Raw records
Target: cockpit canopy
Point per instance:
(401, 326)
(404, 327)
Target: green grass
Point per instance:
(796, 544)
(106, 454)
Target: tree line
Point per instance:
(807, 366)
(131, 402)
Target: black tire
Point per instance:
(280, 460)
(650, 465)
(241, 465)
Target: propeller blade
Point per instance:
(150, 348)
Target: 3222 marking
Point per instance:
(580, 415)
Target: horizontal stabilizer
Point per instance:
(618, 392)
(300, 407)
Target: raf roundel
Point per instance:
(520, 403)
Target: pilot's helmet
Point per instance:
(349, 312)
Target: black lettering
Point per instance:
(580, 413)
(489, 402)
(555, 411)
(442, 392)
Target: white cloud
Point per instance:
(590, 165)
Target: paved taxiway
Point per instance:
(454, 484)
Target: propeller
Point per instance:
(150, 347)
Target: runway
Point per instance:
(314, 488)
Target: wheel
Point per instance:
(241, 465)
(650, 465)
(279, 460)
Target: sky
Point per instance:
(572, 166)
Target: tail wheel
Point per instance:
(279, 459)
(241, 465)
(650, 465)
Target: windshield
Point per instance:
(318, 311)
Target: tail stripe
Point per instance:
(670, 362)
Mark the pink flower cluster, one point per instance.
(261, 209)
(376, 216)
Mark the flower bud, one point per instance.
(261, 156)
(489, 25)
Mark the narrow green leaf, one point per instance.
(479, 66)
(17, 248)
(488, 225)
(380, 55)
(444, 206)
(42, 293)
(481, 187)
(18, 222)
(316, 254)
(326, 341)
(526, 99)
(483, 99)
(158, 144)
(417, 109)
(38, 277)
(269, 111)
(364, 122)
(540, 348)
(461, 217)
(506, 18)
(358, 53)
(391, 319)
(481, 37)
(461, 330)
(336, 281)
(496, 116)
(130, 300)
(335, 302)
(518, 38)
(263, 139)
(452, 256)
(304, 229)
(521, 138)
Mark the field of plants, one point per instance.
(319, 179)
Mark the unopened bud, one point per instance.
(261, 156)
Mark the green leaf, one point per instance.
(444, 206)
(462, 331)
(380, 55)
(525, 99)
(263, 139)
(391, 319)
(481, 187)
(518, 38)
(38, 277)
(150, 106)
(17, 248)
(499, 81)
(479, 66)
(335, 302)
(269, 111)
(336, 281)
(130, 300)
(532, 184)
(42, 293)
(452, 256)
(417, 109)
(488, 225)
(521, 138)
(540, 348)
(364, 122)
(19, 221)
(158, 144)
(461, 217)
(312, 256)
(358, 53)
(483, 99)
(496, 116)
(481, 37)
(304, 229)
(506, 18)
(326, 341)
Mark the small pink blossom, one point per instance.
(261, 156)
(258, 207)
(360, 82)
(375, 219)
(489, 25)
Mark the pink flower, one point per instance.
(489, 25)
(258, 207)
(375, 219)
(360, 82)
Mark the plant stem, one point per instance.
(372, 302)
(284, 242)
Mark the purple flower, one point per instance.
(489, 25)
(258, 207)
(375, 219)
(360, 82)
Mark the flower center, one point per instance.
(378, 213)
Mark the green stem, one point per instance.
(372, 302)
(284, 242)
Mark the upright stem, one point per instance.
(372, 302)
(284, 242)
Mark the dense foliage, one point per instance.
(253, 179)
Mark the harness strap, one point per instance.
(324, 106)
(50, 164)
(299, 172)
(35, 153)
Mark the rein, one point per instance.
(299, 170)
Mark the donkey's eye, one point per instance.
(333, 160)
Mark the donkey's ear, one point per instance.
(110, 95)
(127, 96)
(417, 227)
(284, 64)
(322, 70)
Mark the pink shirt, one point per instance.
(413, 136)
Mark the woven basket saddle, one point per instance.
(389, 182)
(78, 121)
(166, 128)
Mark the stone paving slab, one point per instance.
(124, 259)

__TASK__: Convert all of the data above into a numbered list, one entry per line, omitting any blank lines.

__ANSWER TO THIS TASK__:
1. Target: cockpit canopy
2. Point per instance:
3. (401, 326)
4. (404, 327)
5. Target: green grass
6. Point per instance:
7. (796, 544)
8. (106, 454)
9. Target: tree line
10. Point per instance:
11. (807, 366)
12. (131, 402)
13. Target: black tire
14. Point per instance:
15. (280, 460)
16. (650, 465)
17. (241, 465)
18. Target: propeller blade
19. Point per instance:
20. (150, 348)
21. Target: 3222 marking
22. Point per instance:
23. (580, 415)
24. Target: horizontal stabilizer
25. Point per instance:
26. (618, 392)
27. (300, 407)
28. Target: raf roundel
29. Point per instance:
30. (520, 403)
31. Target: pilot's helmet
32. Point per instance:
33. (349, 312)
34. Target: black lettering
35. Point per instance:
36. (580, 413)
37. (489, 402)
38. (555, 411)
39. (442, 392)
40. Target: white cloud
41. Point per instance:
42. (590, 165)
43. Target: paved taxiway
44. Point per instance:
45. (454, 484)
46. Target: propeller
47. Point per instance:
48. (150, 347)
49. Target: runway
50. Point per instance:
51. (314, 488)
52. Target: wheel
53. Point per instance:
54. (241, 465)
55. (650, 465)
56. (279, 460)
57. Target: sky
58. Point per instance:
59. (572, 166)
60. Target: tail wheel
61. Point per instance:
62. (279, 459)
63. (241, 465)
64. (650, 465)
65. Target: windshield
66. Point per instance:
67. (318, 311)
68. Target: tail stripe
69. Point per instance:
70. (670, 362)
71. Mark the pink flower cluster, one point per instance.
72. (261, 209)
73. (376, 216)
74. Mark the flower bud, one point per instance.
75. (261, 156)
76. (489, 25)
77. Mark the narrow green leaf, one point per instance.
78. (479, 66)
79. (17, 248)
80. (488, 225)
81. (380, 55)
82. (444, 206)
83. (42, 293)
84. (481, 187)
85. (18, 222)
86. (316, 254)
87. (326, 341)
88. (526, 99)
89. (483, 99)
90. (158, 144)
91. (417, 109)
92. (38, 277)
93. (269, 111)
94. (364, 122)
95. (540, 348)
96. (461, 217)
97. (506, 18)
98. (358, 53)
99. (391, 319)
100. (481, 37)
101. (461, 330)
102. (336, 281)
103. (496, 116)
104. (130, 300)
105. (335, 302)
106. (518, 38)
107. (263, 139)
108. (452, 256)
109. (304, 229)
110. (521, 138)
111. Mark the field of plants, one point per instance.
112. (319, 179)
113. Mark the unopened bud, one point per instance.
114. (261, 156)
115. Mark the green leaf, one point per instance.
116. (444, 206)
117. (462, 331)
118. (380, 55)
119. (525, 99)
120. (263, 139)
121. (391, 319)
122. (481, 187)
123. (518, 38)
124. (38, 277)
125. (150, 106)
126. (17, 248)
127. (499, 81)
128. (479, 66)
129. (335, 302)
130. (269, 111)
131. (336, 281)
132. (130, 300)
133. (532, 184)
134. (42, 293)
135. (452, 256)
136. (417, 109)
137. (488, 225)
138. (521, 138)
139. (540, 348)
140. (364, 122)
141. (19, 221)
142. (158, 144)
143. (461, 217)
144. (312, 256)
145. (358, 53)
146. (483, 99)
147. (496, 116)
148. (481, 37)
149. (304, 229)
150. (506, 18)
151. (326, 341)
152. Mark the small pink blossom, one point per instance.
153. (261, 156)
154. (258, 207)
155. (360, 82)
156. (375, 219)
157. (489, 25)
158. Mark the pink flower, one point per instance.
159. (489, 25)
160. (258, 207)
161. (375, 219)
162. (360, 82)
163. Mark the plant stem, one point per instance.
164. (372, 302)
165. (284, 242)
166. Mark the purple flower, one point per instance.
167. (489, 25)
168. (258, 207)
169. (375, 219)
170. (360, 82)
171. Mark the flower center, one point per instance.
172. (378, 213)
173. Mark the green stem, one point per instance.
174. (372, 302)
175. (284, 242)
176. Mark the upright stem, one point per instance.
177. (372, 302)
178. (284, 242)
179. Mark the dense foliage, one point per instance.
180. (253, 179)
181. Mark the harness strap, one point per instance.
182. (324, 106)
183. (50, 164)
184. (299, 172)
185. (35, 153)
186. Mark the rein, one point per instance.
187. (299, 170)
188. Mark the donkey's eye, one point per instance.
189. (333, 160)
190. Mark the donkey's ear, one point per instance.
191. (110, 95)
192. (127, 96)
193. (417, 227)
194. (284, 64)
195. (322, 70)
196. Mark the pink shirt, one point per instance.
197. (413, 136)
198. Mark the woven basket saddle, one point per instance.
199. (389, 182)
200. (78, 121)
201. (166, 128)
202. Mark the stone paving slab, one point per instance.
203. (124, 259)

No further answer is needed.